Requirements:
1. Using the Nanos klib excerpt, answer these:
(a) In what part of the disk is the log dump saved?
(b) What happens if the radar server does not reply with the specific confirmation message?
(c) Which syslog message field does the "IMAGE_NAME" environment variable fill, and what is used when that variable is absent?
2. Please explain in one to three sentences why, according to the Nanos klib excerpt, the special_files klib provides disk information instead of relying on each device's serial/id.
3. List every key that appears in the JSON body of the sample crash report in the Nanos klib excerpt.

When any of these happens, before shutting down the VM the kernel dumps on disk a trace of log messages (printed by both the user application and the kernel).
At the next boot, the radar
klib detects the log dump and sends it to the radar server as a crash report.
The value of the "id" field of a crash report is the same as the "boot id" (sent right after each boot), so that a crash can be unequivocally associated to a boot.
Note: The log dump is saved in a section of the disk that is being carved between stage2 and the boot filesystem.
The information sent looks like this:
POST /api/v1/crashes HTTP/1.1
Host: radar.relayered.net
Content-Length: 213
Content-Type: application/json
Radar-Key: RADAR_KEY_xyz
{
"bootID":1234,
"nanosVersion":"0.1.45",
"opsVersion":"master-dc83aee",
"imageName":"RADAR_IMAGE_NAME_xyz",
"dump":"en1: assigned 10.0.2.15\nen1: assigned FE80::2885:1DFF:FE7E:9D71\nProcess crash message in here\n"
}
Note: In order for the submission to be considered successful, radar server needs to respond with a "specific" confirmation message, otherwise the crash dump submit will be attempted over and over.
The 'special_files' klib provides a set of pseudo-files that are Nanos specific.
In particular the config below will populate the path of
/sys/devices/disks
with the name of each disk attached with the volume
name and UUID of the disk:
{
"RunConfig": {
"QMP": true
},
"Klibs": ["special_files"],
"ManifestPassthrough": {
"special_files": {
"disks": {}
}
},
"Mounts": {
"bob": "/bob"
}
}
You can test this behavior with the below program:
package main
import (
"fmt"
"os"
"time"
)
func main() {
for i := 0; i < 30; i++ {
body, err := os.ReadFile("/proc/mounts")
if err != nil {
fmt.Println(err)
}
fmt.Print(string(body))
body, err = os.ReadFile("/sys/devices/disks")
if err != nil {
fmt.Println(err)
}
fmt.Print(string(body))
time.Sleep(2 * time.Second)
}
}
This functionality provides similar lsblk like functionality you might find on linux, however, different cloud providers do not put the same uniquely identifiable information into the serial/id of the device so we implemented this instead.
If you can point your app at a syslog we encourage you to do that:
https://nanovms.com/dev/tutorials/logging-go-unikernels-to-papertrail
However, if you have no control over the application than you can direct Nanos to use the syslog klib and it will ship everything over.
Just pass in the desired syslog server along with the syslog klib in your config.
If the "IMAGE_NAME"
environment variable is present, it is used to populate the APP_NAME
field in syslog messages,
while the program
name is used as a fallback.
For example, if running locally via user-mode you can use 10.0.2.2:
{
"Env": {
"IMAGE_NAME": "app-name-in-syslog-msg"

Region labeling records
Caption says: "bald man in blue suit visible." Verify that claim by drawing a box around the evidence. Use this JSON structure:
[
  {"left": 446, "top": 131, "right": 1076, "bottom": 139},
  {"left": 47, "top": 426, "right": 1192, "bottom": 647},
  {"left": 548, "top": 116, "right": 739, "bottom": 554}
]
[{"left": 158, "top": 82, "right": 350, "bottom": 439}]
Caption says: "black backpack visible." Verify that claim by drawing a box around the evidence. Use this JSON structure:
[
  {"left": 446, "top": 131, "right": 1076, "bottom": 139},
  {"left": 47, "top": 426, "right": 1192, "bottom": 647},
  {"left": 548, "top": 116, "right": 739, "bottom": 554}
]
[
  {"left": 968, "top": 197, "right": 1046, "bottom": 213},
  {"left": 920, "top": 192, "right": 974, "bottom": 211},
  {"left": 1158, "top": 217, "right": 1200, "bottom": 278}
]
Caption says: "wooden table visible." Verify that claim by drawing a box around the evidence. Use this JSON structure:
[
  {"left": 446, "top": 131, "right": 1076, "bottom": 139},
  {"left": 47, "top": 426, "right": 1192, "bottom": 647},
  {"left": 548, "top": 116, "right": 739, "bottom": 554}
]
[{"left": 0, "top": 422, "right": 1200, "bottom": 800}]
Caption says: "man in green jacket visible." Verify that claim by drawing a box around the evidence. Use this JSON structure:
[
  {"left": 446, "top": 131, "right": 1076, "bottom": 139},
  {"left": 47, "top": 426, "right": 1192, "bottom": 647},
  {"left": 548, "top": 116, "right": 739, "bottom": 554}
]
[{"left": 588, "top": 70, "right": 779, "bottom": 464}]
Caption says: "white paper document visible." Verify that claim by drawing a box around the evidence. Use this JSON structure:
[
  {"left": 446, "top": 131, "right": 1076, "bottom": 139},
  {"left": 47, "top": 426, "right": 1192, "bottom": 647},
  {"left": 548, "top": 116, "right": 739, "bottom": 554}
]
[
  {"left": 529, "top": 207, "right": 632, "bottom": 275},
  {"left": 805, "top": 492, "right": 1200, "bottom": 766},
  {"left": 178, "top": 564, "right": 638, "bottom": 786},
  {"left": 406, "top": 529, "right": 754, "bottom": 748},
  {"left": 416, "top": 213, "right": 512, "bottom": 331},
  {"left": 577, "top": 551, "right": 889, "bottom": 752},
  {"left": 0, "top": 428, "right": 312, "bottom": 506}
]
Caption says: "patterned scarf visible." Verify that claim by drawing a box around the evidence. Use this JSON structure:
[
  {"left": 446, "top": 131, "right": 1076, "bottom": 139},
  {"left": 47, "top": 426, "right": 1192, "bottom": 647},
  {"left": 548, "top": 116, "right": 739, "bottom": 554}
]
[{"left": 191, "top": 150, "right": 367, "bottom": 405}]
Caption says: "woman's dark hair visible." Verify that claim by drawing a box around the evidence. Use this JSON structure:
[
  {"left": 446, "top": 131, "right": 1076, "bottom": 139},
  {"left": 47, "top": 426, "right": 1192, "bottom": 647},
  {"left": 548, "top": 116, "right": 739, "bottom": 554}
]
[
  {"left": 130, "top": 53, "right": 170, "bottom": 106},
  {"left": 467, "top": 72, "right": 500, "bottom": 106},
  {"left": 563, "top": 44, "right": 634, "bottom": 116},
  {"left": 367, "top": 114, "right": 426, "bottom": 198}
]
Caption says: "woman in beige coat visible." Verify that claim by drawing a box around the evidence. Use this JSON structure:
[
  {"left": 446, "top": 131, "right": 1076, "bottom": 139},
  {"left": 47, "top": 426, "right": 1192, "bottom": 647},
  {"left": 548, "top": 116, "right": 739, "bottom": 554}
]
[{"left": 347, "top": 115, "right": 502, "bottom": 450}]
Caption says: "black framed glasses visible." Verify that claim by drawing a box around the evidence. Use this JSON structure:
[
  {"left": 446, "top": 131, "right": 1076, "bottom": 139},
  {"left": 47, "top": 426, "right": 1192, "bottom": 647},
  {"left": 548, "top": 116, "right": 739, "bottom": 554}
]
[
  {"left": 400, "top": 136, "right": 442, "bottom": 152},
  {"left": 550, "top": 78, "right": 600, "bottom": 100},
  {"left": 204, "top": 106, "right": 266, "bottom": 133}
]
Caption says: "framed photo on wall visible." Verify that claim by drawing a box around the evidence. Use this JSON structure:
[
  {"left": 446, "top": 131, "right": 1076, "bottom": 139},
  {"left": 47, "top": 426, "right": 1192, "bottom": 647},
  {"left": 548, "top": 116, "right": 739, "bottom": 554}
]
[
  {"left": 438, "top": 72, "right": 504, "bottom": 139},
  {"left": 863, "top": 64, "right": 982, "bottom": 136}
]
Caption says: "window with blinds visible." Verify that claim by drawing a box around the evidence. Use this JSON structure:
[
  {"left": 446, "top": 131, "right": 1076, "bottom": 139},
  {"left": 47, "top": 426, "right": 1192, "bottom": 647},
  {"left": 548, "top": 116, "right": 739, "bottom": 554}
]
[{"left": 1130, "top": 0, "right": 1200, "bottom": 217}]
--
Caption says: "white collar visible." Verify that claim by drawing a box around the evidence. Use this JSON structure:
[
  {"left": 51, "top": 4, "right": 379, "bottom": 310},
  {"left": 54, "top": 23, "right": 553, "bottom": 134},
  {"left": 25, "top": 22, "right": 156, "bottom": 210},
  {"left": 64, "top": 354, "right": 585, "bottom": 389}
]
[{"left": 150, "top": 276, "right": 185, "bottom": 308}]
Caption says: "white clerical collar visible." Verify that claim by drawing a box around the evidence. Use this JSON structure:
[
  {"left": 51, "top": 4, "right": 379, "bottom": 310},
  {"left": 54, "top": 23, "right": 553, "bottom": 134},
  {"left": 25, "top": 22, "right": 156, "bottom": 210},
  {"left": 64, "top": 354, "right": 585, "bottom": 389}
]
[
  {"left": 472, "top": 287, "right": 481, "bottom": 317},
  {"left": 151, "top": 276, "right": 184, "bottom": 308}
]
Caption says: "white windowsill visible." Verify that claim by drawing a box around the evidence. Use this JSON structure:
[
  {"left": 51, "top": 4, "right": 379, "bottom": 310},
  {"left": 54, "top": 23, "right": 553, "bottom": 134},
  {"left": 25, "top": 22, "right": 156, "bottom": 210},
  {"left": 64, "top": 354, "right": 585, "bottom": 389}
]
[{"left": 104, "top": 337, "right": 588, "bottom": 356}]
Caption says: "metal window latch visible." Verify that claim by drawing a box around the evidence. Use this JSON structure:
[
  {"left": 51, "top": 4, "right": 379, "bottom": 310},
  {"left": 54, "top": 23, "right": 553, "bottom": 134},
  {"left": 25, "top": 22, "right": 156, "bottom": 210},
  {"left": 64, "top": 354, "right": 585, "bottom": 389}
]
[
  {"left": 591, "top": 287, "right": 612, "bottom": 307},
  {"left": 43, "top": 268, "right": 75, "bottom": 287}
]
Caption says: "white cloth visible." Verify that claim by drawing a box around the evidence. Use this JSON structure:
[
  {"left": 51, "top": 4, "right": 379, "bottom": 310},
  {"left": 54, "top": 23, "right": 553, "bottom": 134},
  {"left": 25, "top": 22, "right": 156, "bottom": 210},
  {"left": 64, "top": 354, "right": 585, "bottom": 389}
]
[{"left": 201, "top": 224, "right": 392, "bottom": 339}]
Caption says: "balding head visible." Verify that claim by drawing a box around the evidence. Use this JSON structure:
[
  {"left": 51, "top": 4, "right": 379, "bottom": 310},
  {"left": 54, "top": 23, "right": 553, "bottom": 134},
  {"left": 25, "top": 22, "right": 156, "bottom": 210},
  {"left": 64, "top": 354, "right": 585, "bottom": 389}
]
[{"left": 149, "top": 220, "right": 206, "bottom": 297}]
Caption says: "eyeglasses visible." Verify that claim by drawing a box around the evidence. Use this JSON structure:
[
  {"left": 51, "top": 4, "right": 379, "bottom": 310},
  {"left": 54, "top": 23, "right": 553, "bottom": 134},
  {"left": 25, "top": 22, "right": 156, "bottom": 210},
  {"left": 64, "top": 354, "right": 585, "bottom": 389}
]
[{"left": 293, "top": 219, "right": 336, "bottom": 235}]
---
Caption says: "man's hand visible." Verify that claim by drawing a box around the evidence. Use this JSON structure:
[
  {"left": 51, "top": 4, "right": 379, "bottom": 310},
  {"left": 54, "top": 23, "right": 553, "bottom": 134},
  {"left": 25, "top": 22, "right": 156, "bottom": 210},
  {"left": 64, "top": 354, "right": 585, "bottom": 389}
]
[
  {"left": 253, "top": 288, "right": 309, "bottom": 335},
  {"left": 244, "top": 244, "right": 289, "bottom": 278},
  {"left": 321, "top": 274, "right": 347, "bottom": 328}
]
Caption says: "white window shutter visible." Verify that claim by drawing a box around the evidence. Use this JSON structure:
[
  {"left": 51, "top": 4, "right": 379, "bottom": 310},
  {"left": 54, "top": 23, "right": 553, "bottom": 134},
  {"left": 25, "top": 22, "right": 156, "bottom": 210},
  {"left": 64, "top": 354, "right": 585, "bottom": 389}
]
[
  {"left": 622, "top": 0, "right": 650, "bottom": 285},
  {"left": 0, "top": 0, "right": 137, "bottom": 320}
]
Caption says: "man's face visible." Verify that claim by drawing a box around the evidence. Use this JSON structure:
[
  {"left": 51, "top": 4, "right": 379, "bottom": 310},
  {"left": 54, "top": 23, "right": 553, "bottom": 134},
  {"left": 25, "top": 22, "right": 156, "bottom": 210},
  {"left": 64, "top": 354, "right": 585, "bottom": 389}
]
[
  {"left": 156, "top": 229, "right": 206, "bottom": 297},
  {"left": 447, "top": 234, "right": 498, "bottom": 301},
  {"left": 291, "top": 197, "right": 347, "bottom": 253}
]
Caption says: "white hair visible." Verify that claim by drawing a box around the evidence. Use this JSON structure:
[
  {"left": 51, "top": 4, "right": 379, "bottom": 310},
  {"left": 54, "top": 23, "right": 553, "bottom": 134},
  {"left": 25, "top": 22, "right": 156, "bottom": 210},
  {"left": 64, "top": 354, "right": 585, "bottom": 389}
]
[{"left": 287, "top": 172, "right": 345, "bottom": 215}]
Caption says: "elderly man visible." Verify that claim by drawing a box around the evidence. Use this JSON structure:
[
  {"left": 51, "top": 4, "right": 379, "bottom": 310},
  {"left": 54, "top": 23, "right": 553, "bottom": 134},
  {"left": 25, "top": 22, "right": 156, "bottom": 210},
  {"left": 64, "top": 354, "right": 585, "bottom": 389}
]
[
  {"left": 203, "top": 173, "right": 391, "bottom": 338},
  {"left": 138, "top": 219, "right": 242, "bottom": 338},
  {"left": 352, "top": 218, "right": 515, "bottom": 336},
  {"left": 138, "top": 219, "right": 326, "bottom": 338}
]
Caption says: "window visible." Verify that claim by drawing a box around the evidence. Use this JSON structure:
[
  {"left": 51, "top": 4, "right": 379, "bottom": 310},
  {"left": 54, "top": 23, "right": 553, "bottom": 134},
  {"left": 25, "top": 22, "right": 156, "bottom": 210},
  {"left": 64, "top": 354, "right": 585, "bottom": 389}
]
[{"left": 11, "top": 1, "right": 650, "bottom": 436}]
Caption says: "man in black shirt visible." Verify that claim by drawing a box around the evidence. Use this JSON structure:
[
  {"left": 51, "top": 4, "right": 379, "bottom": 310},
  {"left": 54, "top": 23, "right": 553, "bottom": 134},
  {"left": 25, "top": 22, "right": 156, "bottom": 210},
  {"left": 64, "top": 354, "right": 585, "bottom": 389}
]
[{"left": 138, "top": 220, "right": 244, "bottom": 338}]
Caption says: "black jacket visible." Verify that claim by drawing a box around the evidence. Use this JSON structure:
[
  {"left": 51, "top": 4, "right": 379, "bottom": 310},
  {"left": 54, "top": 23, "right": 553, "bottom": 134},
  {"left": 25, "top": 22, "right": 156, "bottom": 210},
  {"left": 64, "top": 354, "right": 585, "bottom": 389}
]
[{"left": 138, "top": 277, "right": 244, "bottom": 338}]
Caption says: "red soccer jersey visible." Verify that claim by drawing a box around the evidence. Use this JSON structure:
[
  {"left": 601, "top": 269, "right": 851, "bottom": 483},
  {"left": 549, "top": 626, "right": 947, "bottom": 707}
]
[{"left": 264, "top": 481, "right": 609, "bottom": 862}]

Per-task answers:
1.
(a) In a section of the disk carved between stage2 and the boot filesystem.
(b) The crash dump submission is attempted over and over.
(c) It fills the APP_NAME field, and the program name is used as a fallback.

2. Different cloud providers do not put the same uniquely identifiable information into a device's serial/id. The special_files klib was therefore implemented to offer lsblk-like disk information, giving the name of each attached disk with its volume name and UUID.

3. bootID, nanosVersion, opsVersion, imageName, dump